Copy every entry exactly as given, minus the images.

^^^^

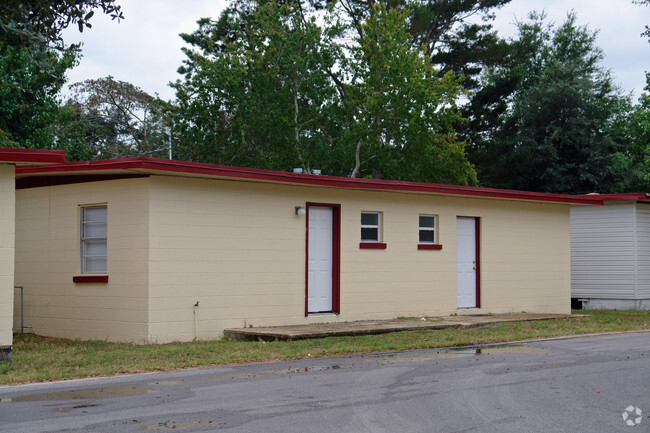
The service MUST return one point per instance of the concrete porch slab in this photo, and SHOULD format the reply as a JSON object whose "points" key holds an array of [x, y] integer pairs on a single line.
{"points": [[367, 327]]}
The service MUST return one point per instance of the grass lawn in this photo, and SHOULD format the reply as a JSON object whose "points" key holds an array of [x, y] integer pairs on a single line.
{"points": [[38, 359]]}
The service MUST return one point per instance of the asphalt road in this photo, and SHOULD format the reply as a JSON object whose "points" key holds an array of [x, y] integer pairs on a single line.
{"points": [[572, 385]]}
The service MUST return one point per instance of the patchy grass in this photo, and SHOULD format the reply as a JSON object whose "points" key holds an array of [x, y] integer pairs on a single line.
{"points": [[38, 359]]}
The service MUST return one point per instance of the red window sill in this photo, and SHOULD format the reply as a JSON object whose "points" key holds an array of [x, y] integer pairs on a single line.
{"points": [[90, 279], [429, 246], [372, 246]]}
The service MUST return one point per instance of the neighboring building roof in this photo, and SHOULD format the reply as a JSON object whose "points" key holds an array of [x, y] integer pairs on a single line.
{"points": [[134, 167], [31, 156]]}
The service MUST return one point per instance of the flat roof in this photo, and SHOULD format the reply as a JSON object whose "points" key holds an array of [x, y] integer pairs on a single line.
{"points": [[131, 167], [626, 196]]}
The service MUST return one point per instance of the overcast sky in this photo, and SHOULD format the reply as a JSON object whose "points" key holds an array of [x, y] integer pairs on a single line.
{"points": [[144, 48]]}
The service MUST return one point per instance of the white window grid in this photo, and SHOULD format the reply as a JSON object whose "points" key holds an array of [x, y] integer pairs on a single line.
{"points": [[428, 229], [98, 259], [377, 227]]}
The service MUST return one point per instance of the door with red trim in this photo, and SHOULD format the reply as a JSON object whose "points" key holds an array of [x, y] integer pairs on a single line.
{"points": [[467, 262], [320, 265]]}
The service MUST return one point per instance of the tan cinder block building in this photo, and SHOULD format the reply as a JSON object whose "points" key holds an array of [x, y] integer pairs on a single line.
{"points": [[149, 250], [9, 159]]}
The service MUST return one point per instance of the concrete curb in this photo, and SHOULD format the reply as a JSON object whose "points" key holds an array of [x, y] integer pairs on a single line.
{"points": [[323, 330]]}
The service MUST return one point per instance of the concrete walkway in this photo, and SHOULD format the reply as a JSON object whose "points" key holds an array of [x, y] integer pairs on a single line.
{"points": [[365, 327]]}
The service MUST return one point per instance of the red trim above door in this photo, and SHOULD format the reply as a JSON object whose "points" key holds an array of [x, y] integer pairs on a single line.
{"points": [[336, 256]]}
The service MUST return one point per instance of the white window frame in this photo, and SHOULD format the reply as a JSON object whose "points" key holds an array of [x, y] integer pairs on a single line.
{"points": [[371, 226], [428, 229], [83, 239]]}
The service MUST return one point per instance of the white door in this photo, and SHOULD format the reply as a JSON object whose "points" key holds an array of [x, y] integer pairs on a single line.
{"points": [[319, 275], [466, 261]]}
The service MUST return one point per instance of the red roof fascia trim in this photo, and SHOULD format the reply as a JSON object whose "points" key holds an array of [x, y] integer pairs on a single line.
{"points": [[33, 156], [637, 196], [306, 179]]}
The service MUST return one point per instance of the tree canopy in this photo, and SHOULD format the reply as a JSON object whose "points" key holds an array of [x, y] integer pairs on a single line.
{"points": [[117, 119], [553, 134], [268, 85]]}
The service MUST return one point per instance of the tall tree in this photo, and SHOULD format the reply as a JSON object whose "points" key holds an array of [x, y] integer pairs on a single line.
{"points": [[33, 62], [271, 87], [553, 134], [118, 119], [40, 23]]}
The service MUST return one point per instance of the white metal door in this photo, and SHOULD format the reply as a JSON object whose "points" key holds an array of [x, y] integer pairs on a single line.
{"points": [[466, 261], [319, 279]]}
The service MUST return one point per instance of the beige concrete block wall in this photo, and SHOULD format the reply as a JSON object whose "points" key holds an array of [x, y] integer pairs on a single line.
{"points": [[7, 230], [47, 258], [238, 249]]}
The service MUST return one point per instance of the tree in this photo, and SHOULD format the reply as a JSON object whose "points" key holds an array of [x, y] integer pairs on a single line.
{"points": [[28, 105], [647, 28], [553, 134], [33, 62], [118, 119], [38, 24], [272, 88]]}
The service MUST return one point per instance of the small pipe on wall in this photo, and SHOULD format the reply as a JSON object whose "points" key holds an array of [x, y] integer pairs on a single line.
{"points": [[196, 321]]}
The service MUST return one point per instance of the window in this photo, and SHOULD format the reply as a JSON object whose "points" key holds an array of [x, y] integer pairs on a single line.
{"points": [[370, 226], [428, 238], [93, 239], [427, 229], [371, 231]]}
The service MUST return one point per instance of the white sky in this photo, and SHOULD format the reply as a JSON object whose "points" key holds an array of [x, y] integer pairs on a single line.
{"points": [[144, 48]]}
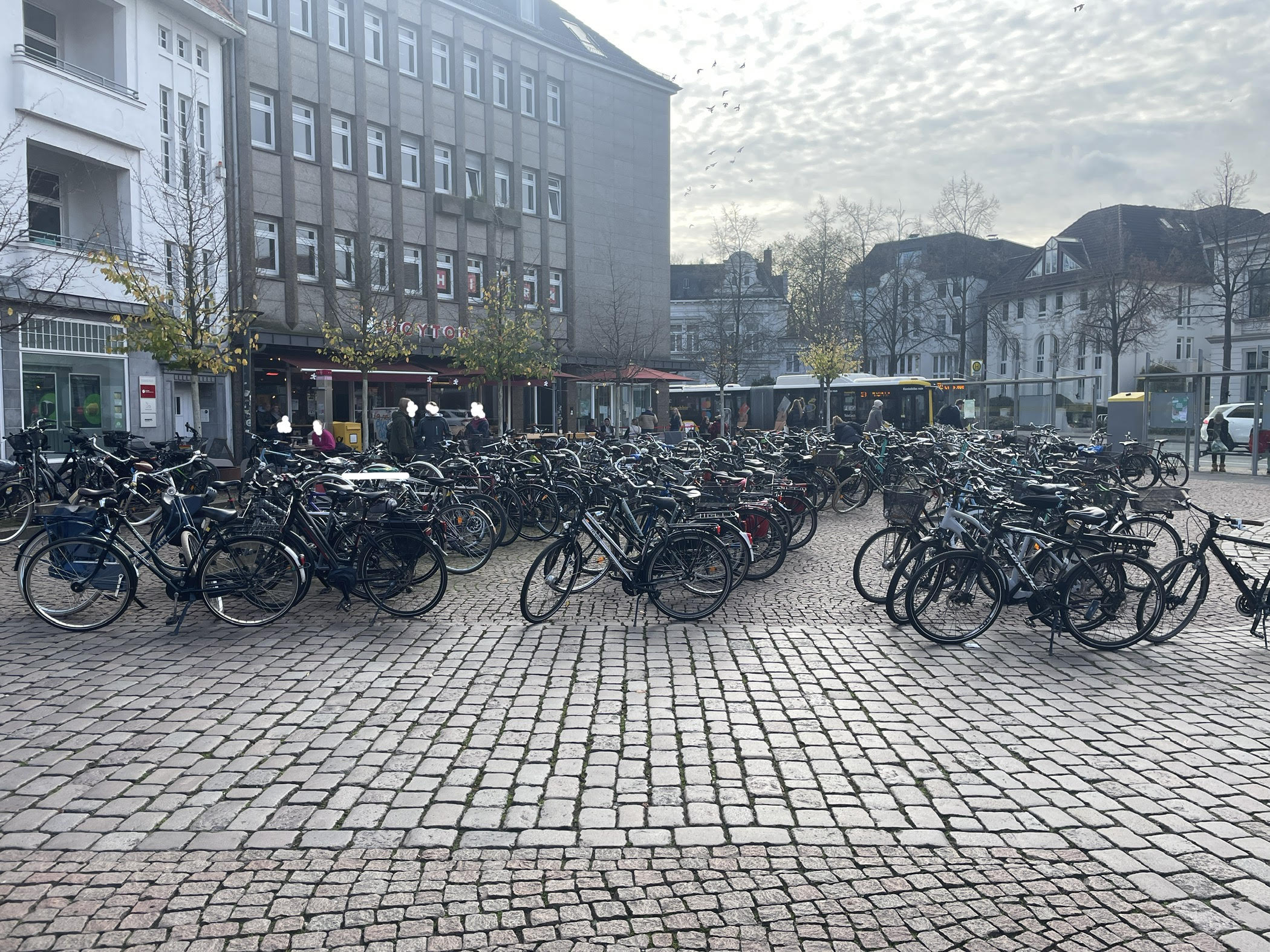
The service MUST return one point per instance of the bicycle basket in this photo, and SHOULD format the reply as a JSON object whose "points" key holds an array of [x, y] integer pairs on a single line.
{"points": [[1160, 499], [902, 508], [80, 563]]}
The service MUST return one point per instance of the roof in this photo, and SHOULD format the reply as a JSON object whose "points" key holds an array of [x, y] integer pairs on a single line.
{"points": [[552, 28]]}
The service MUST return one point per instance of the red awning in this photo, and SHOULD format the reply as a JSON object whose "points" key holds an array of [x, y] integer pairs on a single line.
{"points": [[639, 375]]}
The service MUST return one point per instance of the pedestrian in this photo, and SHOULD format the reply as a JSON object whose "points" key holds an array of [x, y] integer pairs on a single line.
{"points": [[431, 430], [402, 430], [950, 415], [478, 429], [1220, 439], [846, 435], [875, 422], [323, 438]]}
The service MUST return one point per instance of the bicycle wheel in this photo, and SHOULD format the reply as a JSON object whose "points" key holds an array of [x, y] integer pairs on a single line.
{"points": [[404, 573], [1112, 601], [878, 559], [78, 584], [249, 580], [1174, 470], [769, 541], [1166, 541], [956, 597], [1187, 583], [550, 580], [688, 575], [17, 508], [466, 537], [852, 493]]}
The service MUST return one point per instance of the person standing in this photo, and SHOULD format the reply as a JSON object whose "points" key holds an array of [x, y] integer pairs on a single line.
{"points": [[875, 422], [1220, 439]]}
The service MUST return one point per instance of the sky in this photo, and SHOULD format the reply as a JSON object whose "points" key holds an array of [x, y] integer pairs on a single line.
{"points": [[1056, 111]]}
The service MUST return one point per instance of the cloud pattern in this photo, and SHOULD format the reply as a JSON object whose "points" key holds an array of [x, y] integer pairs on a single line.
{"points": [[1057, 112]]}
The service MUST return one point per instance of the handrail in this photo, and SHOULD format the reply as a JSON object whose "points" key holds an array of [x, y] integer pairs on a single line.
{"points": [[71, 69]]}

^^^^

## Reply
The service MUST return one point per instance of the concrete porch slab in this photo, and SHOULD format the reply as a JSON object whose "points" key holds an array of [x, y] integer pairs on a single line.
{"points": [[367, 327]]}
The service MUST return one point per instance of the grass lawn in this photo, and SHOULD format the reply as a JSON object whose "points" key holds an array of [x, y] integer pairs on a single line.
{"points": [[38, 359]]}
The service MUST return one point per instance of the asphalt road in this photo, and SHOULD format the reply as a JSON object whose "points" key holds an array of [x, y] integer pairs on a single line.
{"points": [[572, 385]]}
The service MUST return one point per instance of the patchy grass in this photo, and SHOULD format the reply as a JSON object whose "points" key holds an array of [x, y] integer pairs on a single line.
{"points": [[38, 359]]}
The service MUST return one point per instance of the red window sill in this photo, and SHOULD format the reply as a JSON object whose "points" key holds an array of [x, y] integer pairs on a single line.
{"points": [[90, 279], [429, 246], [372, 246]]}
The service MUST return one point per instance of the neighboring building roof in this photo, and SHOULD format the reply as a JSON object whose "points" key holds an array of [x, y] integer pairs on a single line.
{"points": [[134, 167], [31, 156]]}
The service MUST return one point per instance of the flat roof in this photo, and SHOULD format the reply as a JSON object whose "points" key holds an array of [x, y] integer pairs on a single line.
{"points": [[131, 167], [626, 196]]}
The service MUST return one point per instance of the overcast sky in this photo, and SHOULD format the reply as a JSON object whose "points" key holds an array of [x, y] integer pairs on a single line.
{"points": [[144, 48]]}
The service MUST return one point per instance of the white window grid in this photo, and SHOULD format the reply as a JSON object whose "points" key holds an array of [x, y] integer pairs on a single line.
{"points": [[428, 229], [98, 259], [377, 227]]}
The service MUST return one point per instance of the door with red trim in this photo, and SHOULD format the reply as a JSON object whose "points" key holds an array of [x, y] integer pairs on a single line.
{"points": [[467, 262], [320, 265]]}
The service MUST return one point per instance of the tan cinder block building in this photo, and SHOULD format the reply as a JSON object whose "points" key holds an array of [x, y] integer pairs on a single line.
{"points": [[149, 250], [9, 159]]}
The service MUST return one point per instance of the concrete curb in this photo, and SHOULD format the reply as a JSON object whose "points" key holds an array of [x, y] integer pairs on a single line.
{"points": [[323, 330]]}
The service MUST return one point per instance of the concrete walkway in this photo, and SHOULD format the reply as a JSON object whose "points" key holds an array of [x, y] integer pairs on a single line.
{"points": [[365, 327]]}
The service MUST return one point per instance of the red trim above door in this photo, and SHOULD format the reply as a JSON object whose "points" key holds an array of [x, y] integer pairs on a single line.
{"points": [[336, 256]]}
The service MUST return one point per instance of the white window frame in this photo, and SHOULD format the reply as a JSON object whose "points" key holds an array of [x, y] integer pairs on a single line.
{"points": [[371, 226], [428, 229], [83, 239]]}
The service MUST return one point per instance of the white door in this photo, and SHOULD format the reply as a JSON object whose "points" key holds an array of [x, y] integer pairs on a single line.
{"points": [[319, 275], [466, 261]]}
The service MUST return one point per instance of the red roof fascia trim in this photo, and SHOULD format the reply as a JSON object whose "points" key holds an array of [x, y] integer pairs on a single line.
{"points": [[33, 156], [637, 196], [306, 179]]}
The service MUST return one point per instance of the tree canopy in this photo, and SHOULD format the reply as a JSON object whose "points" key holds an array of [x, y] integer pairs on a single line.
{"points": [[117, 119], [553, 134], [268, 85]]}
The service MUST return one point per instance of the tall tree in this photo, and SHOULD format the reply as a JSON object whose "points" key holds an array of [x, y] integer pairs on a single line.
{"points": [[33, 62], [271, 87], [553, 134], [118, 119], [40, 23]]}
The service MUST return one point per instance of the white metal door in this photo, and SHOULD format the reply as a JSON object whose "points" key holds an array of [x, y] integer pairs on a single line.
{"points": [[466, 261], [319, 279]]}
The service MUST return one point per instance of the beige concrete block wall in this photo, and SHOULD format the reply as a JSON object whose "points" key holds an array of [x, y] integer pairs on a single line.
{"points": [[7, 230], [47, 258], [238, 249]]}
The service MUST return one point per instance of the tree in this photo, and SHOULD format the reply as a JSON object whose "points" key holds an array of [x, y] integer pairs on a single line.
{"points": [[28, 105], [647, 28], [553, 134], [33, 62], [118, 119], [38, 24], [272, 88]]}
The service MUST return one point per instance of the small pipe on wall in this photo, and SHOULD format the reply as a JSON object whose "points" key holds an array of [x, y] integer pairs on a single line.
{"points": [[196, 321]]}
The service MUST return one point per instance of the window in this photo, and SHOULD format the reply as a JSON object whose "points" key holds an array of [x, y] integer pairs on a single line.
{"points": [[370, 226], [428, 238], [93, 239], [427, 229], [371, 231]]}
The service MUST return one point per instance of the white sky in this photo, and SHOULD format the reply as a JSON object whose "points" key holds an array of [x, y] integer pairs on a single line.
{"points": [[144, 48]]}
The service MUST return one point per instance of the bicycle basket in this photo, and SHOULD format the reply as a JSON object whose "points" key holds an array of [x, y] integer pairs on a single line.
{"points": [[1160, 499], [902, 508], [80, 563]]}
The service MUST return one point per instance of the roof in this photo, and SHOULD format the reply as a JSON object whose "points" key holds an array of [x, y] integer pairs on a single line.
{"points": [[552, 28]]}
The service MUST return one point per instance of the red awning in this photo, and SHOULD format the reply as a JSON object whose "points" key holds an array of [x, y] integer pairs on a single line.
{"points": [[639, 375]]}
The service MUST return one point per instance of the pedestrian in this photo, and SHOULD format the reply as a JSON object whose "points" key holds an array of [x, y] integer pairs on a single line.
{"points": [[431, 430], [402, 430], [950, 415], [478, 429], [1220, 439], [846, 435], [875, 422], [323, 438]]}
The service MUST return one point per instance of the bicycle wheel in this photo, and SHOULD format the reply as a JSON object whose "points" key holds an array of [x, y] integer pairs on a single line.
{"points": [[404, 573], [1112, 601], [878, 559], [78, 584], [249, 580], [1174, 470], [769, 541], [1166, 541], [956, 597], [1187, 583], [550, 580], [688, 575], [17, 508], [466, 537], [852, 493]]}
The service MUST return one point per instance of the person standing in this photo, and SHOULD format the reply as a JSON object whose "points" key holds an array of [x, y] integer pairs on a single line.
{"points": [[875, 422], [1220, 439]]}
The service MUST return one point per instance of the sky in this photo, and SHOULD format the reply as a JSON object whose "points" key holds an array of [x, y] integer pairs on a single line.
{"points": [[1056, 111]]}
The service MUST return one point per instance of the cloud pattern in this photo, and SHOULD format the reply as a JSON object whose "points" key holds an array of [x, y] integer pairs on a single line.
{"points": [[1057, 112]]}
The service MUST return one point per instance of the handrail in this photo, and SHOULD format the reply as a JSON object whose "points" key holds an array of [x, y] integer pairs on a single line.
{"points": [[71, 69]]}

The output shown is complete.